- Records of labeled points -
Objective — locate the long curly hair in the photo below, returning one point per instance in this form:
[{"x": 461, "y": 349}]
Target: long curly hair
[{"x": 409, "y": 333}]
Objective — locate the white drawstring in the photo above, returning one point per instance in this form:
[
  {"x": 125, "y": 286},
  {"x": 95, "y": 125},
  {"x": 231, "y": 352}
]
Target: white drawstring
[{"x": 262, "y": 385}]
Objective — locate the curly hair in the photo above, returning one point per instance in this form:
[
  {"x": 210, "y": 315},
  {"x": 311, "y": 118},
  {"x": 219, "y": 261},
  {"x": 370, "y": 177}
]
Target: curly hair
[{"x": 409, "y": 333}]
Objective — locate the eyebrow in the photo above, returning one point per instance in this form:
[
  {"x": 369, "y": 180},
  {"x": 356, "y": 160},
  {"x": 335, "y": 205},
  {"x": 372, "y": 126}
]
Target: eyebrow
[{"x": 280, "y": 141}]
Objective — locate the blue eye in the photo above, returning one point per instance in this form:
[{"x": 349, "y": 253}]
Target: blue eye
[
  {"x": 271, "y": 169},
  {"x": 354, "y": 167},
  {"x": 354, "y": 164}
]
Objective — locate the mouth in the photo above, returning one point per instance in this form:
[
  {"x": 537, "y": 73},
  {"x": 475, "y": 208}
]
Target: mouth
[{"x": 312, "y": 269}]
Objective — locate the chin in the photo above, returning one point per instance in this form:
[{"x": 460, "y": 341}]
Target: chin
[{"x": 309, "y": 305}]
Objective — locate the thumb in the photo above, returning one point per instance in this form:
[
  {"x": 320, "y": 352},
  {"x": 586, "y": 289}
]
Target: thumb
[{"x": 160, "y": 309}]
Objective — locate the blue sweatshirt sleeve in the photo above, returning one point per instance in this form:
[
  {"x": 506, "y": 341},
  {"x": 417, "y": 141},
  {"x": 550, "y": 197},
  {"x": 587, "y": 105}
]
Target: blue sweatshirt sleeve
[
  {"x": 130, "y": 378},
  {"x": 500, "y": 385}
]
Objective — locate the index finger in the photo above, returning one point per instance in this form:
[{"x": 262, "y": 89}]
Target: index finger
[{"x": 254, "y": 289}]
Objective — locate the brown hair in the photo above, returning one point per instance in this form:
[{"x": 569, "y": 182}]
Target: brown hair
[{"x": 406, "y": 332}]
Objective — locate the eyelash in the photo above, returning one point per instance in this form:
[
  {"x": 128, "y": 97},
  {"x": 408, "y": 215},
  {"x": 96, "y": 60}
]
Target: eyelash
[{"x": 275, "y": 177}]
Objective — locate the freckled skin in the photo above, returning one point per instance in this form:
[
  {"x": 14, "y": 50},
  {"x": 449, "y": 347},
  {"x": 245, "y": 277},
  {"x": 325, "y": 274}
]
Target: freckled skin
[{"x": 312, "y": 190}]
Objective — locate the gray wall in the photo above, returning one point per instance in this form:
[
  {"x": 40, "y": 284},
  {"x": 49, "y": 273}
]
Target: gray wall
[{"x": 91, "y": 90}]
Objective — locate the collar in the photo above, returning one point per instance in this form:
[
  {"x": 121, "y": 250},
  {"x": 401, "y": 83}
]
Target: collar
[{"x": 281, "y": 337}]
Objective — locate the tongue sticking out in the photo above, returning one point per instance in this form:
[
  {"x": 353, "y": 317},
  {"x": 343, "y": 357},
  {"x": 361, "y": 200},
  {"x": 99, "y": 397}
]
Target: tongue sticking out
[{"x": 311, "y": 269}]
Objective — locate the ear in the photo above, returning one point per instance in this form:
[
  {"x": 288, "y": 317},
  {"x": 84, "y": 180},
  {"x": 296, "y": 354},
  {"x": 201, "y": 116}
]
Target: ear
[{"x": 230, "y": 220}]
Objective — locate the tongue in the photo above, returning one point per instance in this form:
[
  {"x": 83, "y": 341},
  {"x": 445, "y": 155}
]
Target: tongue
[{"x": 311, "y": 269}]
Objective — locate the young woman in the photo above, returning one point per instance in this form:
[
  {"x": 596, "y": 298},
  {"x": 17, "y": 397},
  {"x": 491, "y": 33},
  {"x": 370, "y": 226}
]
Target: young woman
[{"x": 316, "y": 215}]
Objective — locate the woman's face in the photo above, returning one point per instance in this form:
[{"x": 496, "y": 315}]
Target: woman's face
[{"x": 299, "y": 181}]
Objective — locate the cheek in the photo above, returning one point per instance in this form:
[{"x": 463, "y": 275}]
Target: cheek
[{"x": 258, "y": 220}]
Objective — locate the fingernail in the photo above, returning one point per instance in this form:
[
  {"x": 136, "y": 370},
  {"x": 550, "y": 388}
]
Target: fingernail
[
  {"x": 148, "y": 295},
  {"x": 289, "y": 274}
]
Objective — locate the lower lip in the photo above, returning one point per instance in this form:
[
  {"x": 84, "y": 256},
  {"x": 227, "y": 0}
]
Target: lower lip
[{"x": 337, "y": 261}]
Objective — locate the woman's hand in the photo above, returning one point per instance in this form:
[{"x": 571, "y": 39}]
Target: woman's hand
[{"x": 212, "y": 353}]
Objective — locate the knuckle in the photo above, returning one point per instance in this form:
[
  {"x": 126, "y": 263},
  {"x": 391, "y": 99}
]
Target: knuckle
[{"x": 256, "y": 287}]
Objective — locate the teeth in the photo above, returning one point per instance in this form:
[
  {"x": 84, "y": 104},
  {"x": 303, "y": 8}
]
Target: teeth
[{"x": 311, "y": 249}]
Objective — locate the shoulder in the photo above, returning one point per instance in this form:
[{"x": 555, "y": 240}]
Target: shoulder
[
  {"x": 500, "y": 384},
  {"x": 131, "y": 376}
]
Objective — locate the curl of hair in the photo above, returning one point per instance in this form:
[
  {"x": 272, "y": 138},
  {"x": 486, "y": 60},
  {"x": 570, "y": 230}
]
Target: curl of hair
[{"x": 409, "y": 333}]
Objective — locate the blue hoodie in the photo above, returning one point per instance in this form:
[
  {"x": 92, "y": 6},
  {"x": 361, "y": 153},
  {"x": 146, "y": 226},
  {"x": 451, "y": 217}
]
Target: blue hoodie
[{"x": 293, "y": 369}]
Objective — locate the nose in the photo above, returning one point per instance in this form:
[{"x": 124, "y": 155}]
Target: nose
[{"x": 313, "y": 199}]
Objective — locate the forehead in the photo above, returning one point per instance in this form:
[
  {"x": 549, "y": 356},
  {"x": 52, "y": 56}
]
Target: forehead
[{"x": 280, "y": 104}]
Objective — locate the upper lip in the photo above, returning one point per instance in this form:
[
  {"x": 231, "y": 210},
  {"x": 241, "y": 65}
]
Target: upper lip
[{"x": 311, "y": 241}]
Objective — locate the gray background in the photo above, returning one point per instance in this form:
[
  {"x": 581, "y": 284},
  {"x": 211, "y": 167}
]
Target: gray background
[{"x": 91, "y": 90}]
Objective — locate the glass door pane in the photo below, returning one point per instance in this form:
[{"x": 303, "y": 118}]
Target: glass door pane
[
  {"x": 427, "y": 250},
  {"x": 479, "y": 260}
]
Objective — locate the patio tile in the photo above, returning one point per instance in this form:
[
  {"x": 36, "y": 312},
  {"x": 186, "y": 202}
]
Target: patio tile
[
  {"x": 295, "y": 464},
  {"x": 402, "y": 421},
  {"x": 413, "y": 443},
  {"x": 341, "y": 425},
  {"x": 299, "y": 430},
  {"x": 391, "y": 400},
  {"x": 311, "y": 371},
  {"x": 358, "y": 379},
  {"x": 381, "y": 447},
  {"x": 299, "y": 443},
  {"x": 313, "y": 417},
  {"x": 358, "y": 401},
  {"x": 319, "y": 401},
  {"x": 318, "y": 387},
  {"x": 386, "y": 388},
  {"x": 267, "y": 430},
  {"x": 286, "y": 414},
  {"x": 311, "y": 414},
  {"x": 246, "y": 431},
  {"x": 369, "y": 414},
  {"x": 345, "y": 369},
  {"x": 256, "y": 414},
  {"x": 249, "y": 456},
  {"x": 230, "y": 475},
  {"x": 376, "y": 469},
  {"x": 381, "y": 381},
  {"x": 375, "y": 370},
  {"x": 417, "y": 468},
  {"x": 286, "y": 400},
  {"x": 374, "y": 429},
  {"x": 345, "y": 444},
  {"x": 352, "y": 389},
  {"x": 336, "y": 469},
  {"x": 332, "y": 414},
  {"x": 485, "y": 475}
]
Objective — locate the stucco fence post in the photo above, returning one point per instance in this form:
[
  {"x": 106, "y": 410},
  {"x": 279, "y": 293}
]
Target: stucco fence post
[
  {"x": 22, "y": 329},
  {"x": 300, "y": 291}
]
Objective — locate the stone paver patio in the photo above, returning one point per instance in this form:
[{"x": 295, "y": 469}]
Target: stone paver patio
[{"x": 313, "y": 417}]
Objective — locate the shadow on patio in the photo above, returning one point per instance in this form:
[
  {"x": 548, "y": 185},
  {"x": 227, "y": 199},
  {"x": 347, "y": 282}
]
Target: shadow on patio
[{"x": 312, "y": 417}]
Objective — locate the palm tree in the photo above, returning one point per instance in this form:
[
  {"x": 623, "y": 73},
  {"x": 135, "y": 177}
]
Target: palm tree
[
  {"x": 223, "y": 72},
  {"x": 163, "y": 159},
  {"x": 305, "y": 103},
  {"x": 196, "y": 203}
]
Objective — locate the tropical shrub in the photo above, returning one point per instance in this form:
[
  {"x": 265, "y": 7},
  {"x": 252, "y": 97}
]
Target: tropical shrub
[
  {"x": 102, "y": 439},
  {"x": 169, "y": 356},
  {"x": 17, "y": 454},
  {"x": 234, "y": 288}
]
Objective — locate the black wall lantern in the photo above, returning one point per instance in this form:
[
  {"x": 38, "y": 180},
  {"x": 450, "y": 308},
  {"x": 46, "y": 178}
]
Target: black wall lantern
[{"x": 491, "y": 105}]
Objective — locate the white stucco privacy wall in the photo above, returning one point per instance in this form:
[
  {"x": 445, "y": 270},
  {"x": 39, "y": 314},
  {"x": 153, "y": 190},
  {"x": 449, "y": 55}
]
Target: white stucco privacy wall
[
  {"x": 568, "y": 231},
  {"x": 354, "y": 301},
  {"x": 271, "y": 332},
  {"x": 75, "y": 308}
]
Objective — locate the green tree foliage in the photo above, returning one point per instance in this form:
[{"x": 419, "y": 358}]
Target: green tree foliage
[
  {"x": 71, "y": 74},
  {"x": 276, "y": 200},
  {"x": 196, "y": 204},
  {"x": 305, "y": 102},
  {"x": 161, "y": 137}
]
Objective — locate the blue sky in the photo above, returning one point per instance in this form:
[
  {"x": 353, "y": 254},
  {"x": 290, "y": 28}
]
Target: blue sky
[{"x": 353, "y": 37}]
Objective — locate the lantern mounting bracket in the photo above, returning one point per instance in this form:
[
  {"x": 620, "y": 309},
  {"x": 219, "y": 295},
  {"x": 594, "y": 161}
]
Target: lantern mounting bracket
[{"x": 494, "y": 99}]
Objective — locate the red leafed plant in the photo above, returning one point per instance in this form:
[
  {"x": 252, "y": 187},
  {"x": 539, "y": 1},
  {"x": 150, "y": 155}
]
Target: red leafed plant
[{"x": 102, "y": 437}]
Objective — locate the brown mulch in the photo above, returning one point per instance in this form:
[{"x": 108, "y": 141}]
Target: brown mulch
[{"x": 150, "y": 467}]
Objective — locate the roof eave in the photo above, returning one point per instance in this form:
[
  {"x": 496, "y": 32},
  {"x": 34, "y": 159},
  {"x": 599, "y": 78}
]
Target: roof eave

- Written instruction -
Please render the listing as a numbered list, starting at the line containing "Objective — locate the red" and continuing through the last line of the listing, skipping any blank lines.

- Solved exercise -
1. Objective — locate the red leafed plant in the photo above, returning one point per instance in this form:
2. [
3.   {"x": 252, "y": 187},
4.   {"x": 539, "y": 1},
5.   {"x": 150, "y": 155}
6. ]
7. Target: red leafed plant
8. [{"x": 102, "y": 437}]
9. Objective — locate the brown mulch in the photo above, returning one point per instance in this form:
10. [{"x": 108, "y": 141}]
11. Target: brown mulch
12. [{"x": 150, "y": 467}]
13. Objective — locate the roof eave in the photo above, returning one point per instance in this form:
14. [
15.   {"x": 496, "y": 32},
16.   {"x": 34, "y": 159},
17.   {"x": 599, "y": 78}
18. ]
19. Target: roof eave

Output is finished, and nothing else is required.